■ Directions for this task
In the records below, locate the line containing "Target: range hood"; output that line and every following line through the last, exactly.

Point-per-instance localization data
-.-.-

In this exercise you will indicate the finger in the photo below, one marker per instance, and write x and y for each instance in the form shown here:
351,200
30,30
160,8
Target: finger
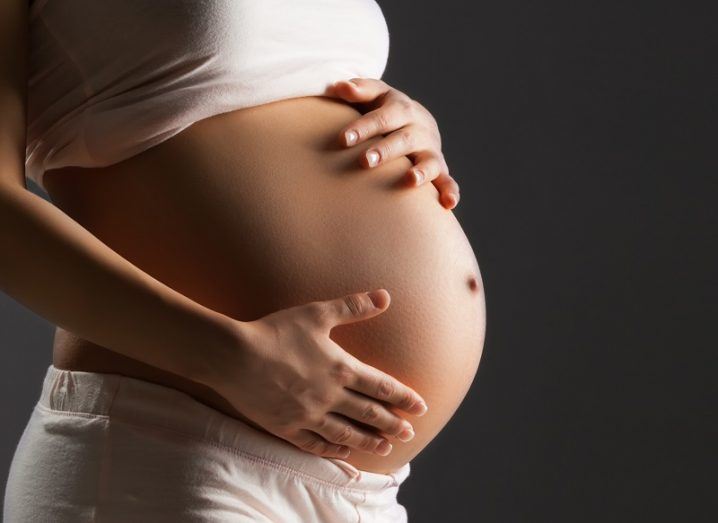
448,190
350,308
427,168
314,444
378,385
358,407
387,118
402,142
337,429
359,89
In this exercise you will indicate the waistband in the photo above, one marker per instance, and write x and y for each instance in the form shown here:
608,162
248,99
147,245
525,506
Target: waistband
138,401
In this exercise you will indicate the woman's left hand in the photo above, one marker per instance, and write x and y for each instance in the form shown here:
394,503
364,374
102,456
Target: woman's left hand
410,131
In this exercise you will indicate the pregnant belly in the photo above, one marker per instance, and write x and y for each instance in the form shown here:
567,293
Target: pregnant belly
260,209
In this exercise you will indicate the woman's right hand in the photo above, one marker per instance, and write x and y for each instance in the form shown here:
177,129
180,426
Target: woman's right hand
294,381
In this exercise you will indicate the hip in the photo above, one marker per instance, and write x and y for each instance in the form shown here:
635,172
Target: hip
258,210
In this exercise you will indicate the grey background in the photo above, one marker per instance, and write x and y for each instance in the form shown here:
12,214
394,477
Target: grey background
583,135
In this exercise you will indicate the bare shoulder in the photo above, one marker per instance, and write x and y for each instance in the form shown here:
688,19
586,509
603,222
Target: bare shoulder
13,90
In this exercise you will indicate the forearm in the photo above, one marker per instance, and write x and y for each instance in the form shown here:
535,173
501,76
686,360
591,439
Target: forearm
62,272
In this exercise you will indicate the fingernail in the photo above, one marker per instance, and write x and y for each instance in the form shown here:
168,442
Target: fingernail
423,407
406,435
351,137
372,157
383,448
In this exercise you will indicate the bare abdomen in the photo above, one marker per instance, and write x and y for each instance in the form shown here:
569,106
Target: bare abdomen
258,210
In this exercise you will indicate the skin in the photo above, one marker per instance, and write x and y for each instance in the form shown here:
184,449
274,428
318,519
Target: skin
201,296
291,220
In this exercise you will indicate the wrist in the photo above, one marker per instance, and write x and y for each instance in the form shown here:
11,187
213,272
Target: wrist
221,352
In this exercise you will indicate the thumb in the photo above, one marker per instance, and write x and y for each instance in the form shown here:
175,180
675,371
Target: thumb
356,307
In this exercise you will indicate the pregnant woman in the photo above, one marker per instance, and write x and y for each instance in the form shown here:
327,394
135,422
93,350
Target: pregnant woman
255,297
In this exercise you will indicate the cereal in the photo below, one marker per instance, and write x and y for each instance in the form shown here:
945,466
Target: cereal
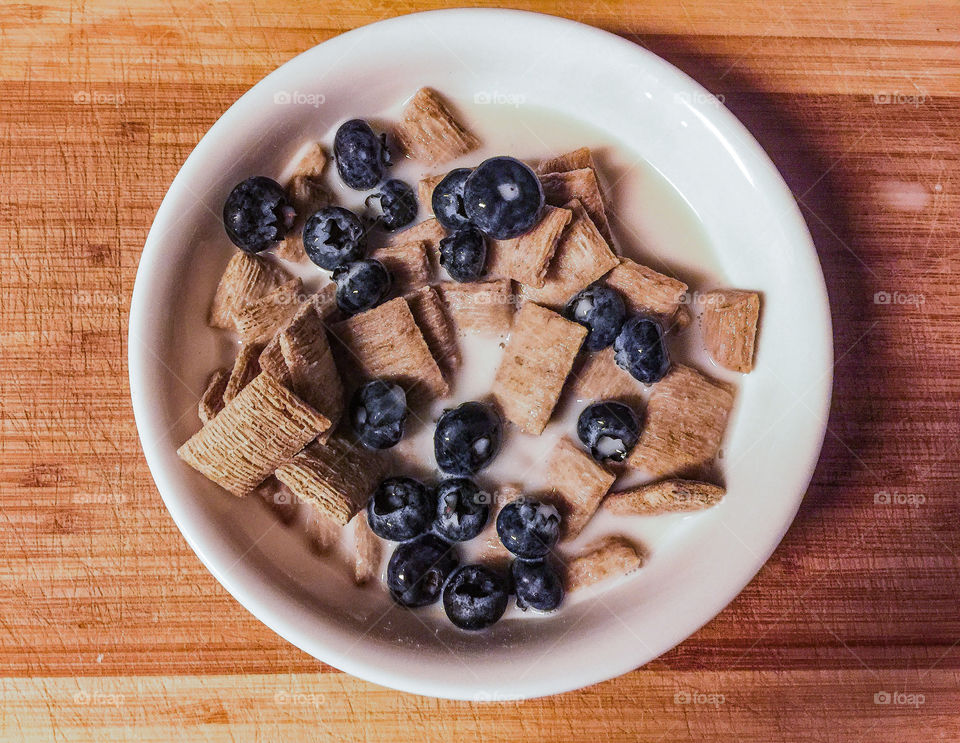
535,365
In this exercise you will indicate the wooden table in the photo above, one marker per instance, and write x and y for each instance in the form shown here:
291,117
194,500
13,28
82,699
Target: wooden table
112,630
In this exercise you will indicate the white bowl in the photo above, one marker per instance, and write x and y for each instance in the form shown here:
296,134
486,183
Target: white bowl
756,236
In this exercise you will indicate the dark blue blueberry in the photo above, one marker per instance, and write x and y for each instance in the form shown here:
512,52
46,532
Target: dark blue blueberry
361,285
378,411
447,199
609,430
360,154
467,438
475,597
257,214
398,204
418,569
332,237
503,197
641,350
528,528
537,585
464,253
601,311
462,509
400,508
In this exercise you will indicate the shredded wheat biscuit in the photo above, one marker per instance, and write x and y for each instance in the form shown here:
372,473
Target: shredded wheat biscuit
245,368
729,324
428,131
535,365
582,256
258,430
580,185
337,477
611,557
666,496
408,263
645,290
260,320
686,419
525,258
479,306
385,342
431,317
211,401
579,484
246,279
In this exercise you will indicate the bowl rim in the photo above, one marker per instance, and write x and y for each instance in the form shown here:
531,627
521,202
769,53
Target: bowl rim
149,421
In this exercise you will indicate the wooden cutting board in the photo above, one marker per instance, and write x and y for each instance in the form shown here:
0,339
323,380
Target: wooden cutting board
111,628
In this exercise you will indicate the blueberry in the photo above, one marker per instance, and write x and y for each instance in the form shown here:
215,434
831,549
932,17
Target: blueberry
467,438
528,528
462,509
464,253
601,311
537,585
360,155
378,411
418,569
332,237
640,349
475,597
361,285
398,204
400,508
609,430
257,214
447,200
503,197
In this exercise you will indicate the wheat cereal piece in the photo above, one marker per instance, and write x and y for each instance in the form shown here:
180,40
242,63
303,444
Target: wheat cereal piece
686,419
479,306
408,263
525,258
431,317
211,401
246,279
580,185
535,364
579,483
729,324
278,498
425,190
367,551
666,496
258,322
582,256
385,342
245,368
428,131
257,431
646,291
597,377
611,557
337,477
313,372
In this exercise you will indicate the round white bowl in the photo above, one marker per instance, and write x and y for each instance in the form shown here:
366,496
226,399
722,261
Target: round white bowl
758,238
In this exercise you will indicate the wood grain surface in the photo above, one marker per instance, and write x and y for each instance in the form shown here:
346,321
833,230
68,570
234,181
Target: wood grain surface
110,628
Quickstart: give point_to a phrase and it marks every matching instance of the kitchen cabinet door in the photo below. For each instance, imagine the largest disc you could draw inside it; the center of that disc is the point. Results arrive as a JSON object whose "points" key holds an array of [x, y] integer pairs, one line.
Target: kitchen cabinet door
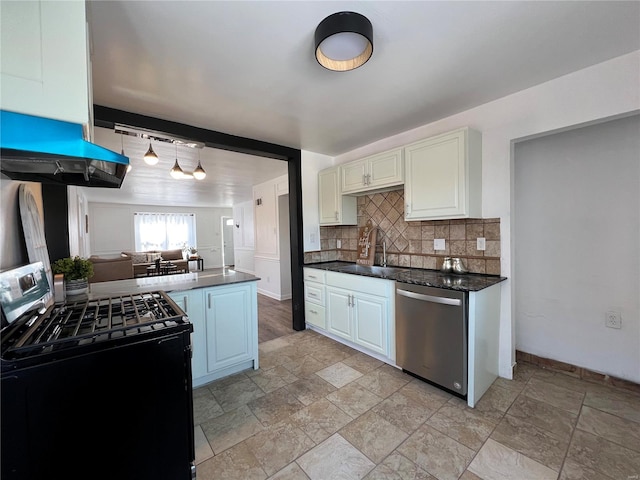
{"points": [[45, 60], [339, 312], [191, 301], [230, 335], [334, 208], [379, 171], [370, 322], [444, 176]]}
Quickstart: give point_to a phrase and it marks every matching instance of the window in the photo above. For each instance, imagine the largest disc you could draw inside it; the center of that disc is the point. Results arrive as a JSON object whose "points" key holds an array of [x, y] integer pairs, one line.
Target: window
{"points": [[164, 231]]}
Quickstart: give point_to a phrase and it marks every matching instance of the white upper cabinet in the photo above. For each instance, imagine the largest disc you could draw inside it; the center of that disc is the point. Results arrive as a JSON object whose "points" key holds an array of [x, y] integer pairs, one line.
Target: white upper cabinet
{"points": [[44, 68], [379, 171], [444, 176], [335, 209]]}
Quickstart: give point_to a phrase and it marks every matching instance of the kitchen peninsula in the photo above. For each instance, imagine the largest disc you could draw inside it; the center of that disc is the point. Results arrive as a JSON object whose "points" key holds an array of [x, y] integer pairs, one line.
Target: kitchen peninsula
{"points": [[221, 304]]}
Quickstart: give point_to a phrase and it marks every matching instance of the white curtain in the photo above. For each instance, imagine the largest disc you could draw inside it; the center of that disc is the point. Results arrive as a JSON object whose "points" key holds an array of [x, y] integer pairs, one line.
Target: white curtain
{"points": [[164, 231]]}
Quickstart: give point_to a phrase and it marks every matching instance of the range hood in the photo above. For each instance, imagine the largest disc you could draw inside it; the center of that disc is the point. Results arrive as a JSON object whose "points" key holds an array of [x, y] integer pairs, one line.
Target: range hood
{"points": [[43, 150]]}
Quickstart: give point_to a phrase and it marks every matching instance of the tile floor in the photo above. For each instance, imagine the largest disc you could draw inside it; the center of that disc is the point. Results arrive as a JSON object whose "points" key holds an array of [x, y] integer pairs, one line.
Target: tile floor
{"points": [[319, 410]]}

-.-.-

■ Expected output
Target: range hood
{"points": [[43, 150]]}
Quickstart: give point_to a phrase and it marks every matching instance of the tile floor in the photo above. For each instance, imagine the largest disc you could draw inside it; the center of that disc is the point. Results arrive as a JSON object whose "points" key holds an array of [x, y] integer pairs, one line.
Target: tile floor
{"points": [[319, 410]]}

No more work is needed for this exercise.